• **WHAT YOU WILL DO**
Duplicate the part of the article on Lamar Odom below between "Suddenly, Lamar Odom" and "court—literally and mentally.", inclusive.
[begin TEXT TO READ]
Just two years ago, Odom was at the apex of his then 12-year career. In what would be his final season with the Los Angeles Lakers, he played like a man who knew his role perfectly and was willing to do anything to put his team over the top.

Odom averaged 14.4 points, 8.7 rebounds and three assists per night—not career-highs by any stretch—but the effect he had on teammates and the Lakers offense was palpable. Los Angeles outscored opponents by 7.4 points per 100 possessions with him on the floor, a rate that would have bested every Western Conference foe. He was arguably the team's second-most important player behind Kobe Bryant, and though the Lakers would fall short on their bid to three-peat, no one argued one peep about Odom's place among the league's most impressive all-around forwards.

Two years. That's all it's taken for Odom to be all but ostracized from a league that would have fallen over themselves to land the 2010 version. Today, Odom might as well be sitting outside Staples Center with a mop bucket and some Armor All, offering to scrub de facto Clippers general manager Chris Paul's car for a chance to come back.

In Odom's first (and very likely only) season back with the franchise that drafted him—a season that was supposed to be his renaissance campaign after a miserable one-year stop in Texas—he failed. He averaged a career-low four points, 5.9 rebounds and shot below 40 percent from the field for the second straight season. His free-throw percentage dipped to a pathetic 47.6 percent, a drop of almost exactly 20 percent from his Sixth Man of the Year season.

It's not strange for a player to start declining in his early 30s. In fact, players Odom's age have historically seen a noticeable decline. According to Wages of Wins, a player's performance is expected to dip about 22 percent from their age 31 to age 32 season, and another 35 percent from their age 32 to age 33 seasons. 

Odom hasn't declined, though. He's fallen off a damn cliff. After accruing 10.1 win shares for the 2010-11 season, he has a combined three over the past two campaigns. While using one measure to wholly judge a player's value is inherently flawed, it's at least worth noting that his combined win shares over the past two seasons are less than his 3.2 rate in his rookie season. 

Suddenly, Lamar Odom is bad at basketball. Or is he? To answer that question we first must examine why Odom has struggled, and take a look at whether these are fixable concerns or ones that leave him completely unusable on a basketball court. (Spoiler: The answer is somewhere in the middle, leaning slightly more toward the former.)

The answer to why Odom has suddenly gone from SMOTY to the five-dollar bin at the NBA Wal-Mart contains multitudes. Seemingly non-related factors, personal and professional, have made Odom's life a living hell and pushed him away from the basketball court—literally and mentally.
[end TEXT TO READ]
[begin RECORD LIST]
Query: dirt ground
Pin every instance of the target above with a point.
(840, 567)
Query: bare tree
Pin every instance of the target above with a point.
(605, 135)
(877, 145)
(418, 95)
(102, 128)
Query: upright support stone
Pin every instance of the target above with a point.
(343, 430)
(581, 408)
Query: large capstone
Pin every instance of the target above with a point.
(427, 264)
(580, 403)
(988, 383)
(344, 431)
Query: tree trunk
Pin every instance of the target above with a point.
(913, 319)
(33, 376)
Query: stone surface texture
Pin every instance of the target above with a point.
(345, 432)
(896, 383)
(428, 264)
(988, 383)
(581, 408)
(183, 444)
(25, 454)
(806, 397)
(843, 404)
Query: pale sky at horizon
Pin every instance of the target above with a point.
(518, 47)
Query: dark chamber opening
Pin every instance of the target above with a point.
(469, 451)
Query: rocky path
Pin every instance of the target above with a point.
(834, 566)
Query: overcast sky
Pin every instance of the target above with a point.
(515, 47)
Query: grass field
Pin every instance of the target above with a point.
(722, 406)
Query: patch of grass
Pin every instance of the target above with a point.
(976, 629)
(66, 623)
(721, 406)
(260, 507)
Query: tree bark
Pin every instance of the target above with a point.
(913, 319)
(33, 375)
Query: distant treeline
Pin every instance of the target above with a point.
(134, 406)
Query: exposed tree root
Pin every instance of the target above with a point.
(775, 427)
[end RECORD LIST]
• **FINAL RESULT**
Suddenly, Lamar Odom is bad at basketball. Or is he? To answer that question we first must examine why Odom has struggled, and take a look at whether these are fixable concerns or ones that leave him completely unusable on a basketball court. (Spoiler: The answer is somewhere in the middle, leaning slightly more toward the former.)

The answer to why Odom has suddenly gone from SMOTY to the five-dollar bin at the NBA Wal-Mart contains multitudes. Seemingly non-related factors, personal and professional, have made Odom's life a living hell and pushed him away from the basketball court—literally and mentally.